Top of Given passage
# Income taxes



## Bulgakov

This question on income taxes is for Canadian lving all year long in Thailand but it could probably be answered by American by replacing the word "provincial" by "States". So if you live all year long in Thailand, you probably pay your federal taxes as usual but what happens to the provincial taxes? Since you don't live in Canada anymore, can you choose the lower provincial tax of the country or do you have to pay the provincial tax of the last procince you lived in or no provincial taxes?

Thanks,

Bulgakov


----------



## Bill29

Here is the US version of this. The US federal government does not tax any income under $91,600. If you are being paid by a US company you still have to pay social security and Medicare taxes but not US tax on $91,600. This is all dependent on the fact that you are out of the country for more than 335 days a year. Of course with the big O in office this is subject to change at anytime! As far as state tax, I would still be liable for Alabama taxes but I plan on moving to Florida before I leave for Thailand to avoid the state tax. Florida does not have state income tax. Hope this helps although the Canadian rules are probably much different.
Bottom of Given passage
Top of Records shown
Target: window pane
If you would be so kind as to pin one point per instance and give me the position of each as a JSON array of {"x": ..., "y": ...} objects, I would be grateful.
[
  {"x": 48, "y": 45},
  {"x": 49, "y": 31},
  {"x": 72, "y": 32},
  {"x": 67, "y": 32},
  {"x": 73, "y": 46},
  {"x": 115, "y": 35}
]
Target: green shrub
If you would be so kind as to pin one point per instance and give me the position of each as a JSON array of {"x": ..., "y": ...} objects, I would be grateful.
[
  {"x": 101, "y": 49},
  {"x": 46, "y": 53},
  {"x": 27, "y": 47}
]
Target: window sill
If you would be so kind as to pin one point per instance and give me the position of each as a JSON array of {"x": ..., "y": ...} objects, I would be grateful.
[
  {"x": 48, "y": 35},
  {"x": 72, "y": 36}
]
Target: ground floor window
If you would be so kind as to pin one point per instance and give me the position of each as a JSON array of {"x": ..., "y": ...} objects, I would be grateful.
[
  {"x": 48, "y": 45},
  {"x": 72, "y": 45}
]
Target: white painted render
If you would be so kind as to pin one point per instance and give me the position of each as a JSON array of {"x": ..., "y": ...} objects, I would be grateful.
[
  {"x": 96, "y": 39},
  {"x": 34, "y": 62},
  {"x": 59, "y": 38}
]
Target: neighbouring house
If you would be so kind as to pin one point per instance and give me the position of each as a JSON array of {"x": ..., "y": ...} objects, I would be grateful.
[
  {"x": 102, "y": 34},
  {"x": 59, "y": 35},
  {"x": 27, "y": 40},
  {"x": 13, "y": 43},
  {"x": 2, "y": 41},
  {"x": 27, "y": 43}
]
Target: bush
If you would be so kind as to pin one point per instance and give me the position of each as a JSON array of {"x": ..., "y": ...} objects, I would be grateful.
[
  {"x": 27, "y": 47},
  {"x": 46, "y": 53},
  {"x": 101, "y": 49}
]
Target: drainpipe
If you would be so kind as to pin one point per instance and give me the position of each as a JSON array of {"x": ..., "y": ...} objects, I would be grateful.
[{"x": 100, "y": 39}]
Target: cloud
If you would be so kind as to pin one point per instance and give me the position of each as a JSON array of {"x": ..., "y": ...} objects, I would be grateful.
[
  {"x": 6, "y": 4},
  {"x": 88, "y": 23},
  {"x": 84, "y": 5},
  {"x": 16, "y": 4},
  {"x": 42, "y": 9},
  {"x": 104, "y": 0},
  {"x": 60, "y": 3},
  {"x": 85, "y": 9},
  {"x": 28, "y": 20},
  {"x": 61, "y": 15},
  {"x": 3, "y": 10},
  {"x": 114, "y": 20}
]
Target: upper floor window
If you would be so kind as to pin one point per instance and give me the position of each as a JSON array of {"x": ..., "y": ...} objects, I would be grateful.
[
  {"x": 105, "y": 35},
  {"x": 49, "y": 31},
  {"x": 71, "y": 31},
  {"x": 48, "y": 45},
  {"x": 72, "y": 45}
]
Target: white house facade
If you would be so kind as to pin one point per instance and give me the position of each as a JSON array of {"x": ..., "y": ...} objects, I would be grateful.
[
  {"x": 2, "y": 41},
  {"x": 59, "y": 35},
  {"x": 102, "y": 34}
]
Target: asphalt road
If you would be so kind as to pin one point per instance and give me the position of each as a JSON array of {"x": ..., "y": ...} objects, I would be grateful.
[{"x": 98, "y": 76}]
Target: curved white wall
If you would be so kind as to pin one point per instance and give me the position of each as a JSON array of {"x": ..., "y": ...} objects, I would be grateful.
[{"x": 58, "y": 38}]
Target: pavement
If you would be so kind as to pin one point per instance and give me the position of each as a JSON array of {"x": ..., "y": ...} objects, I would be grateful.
Bottom of Records shown
#### [Your tasks]
A: Name every country that the income taxes thread mentions.
B: Answer these questions from the income taxes thread, one line each:
(i) Under what income amount does the US federal government not tax?
(ii) How long must a person be out of the country for that rule to apply?
(iii) Which state does Bill29 plan to move to before leaving for Thailand?
C: Say whether each statement agrees with the income taxes thread. Answer yes or no, and quote the words that decide it.
(i) Bulgakov suggests Americans could answer by putting "States" in place of "provincial."
(ii) Florida has a state income tax.
(iii) Someone paid by a US company does not have to pay social security and Medicare taxes.

#### [Responses by task]
A: Canada, Thailand, the US

B:
(i) $91,600
(ii) More than 335 days a year
(iii) Florida

C:
(i) Yes: "it could probably be answered by American by replacing the word "provincial" by "States""
(ii) No: "Florida does not have state income tax."
(iii) No: "If you are being paid by a US company you still have to pay social security and Medicare taxes"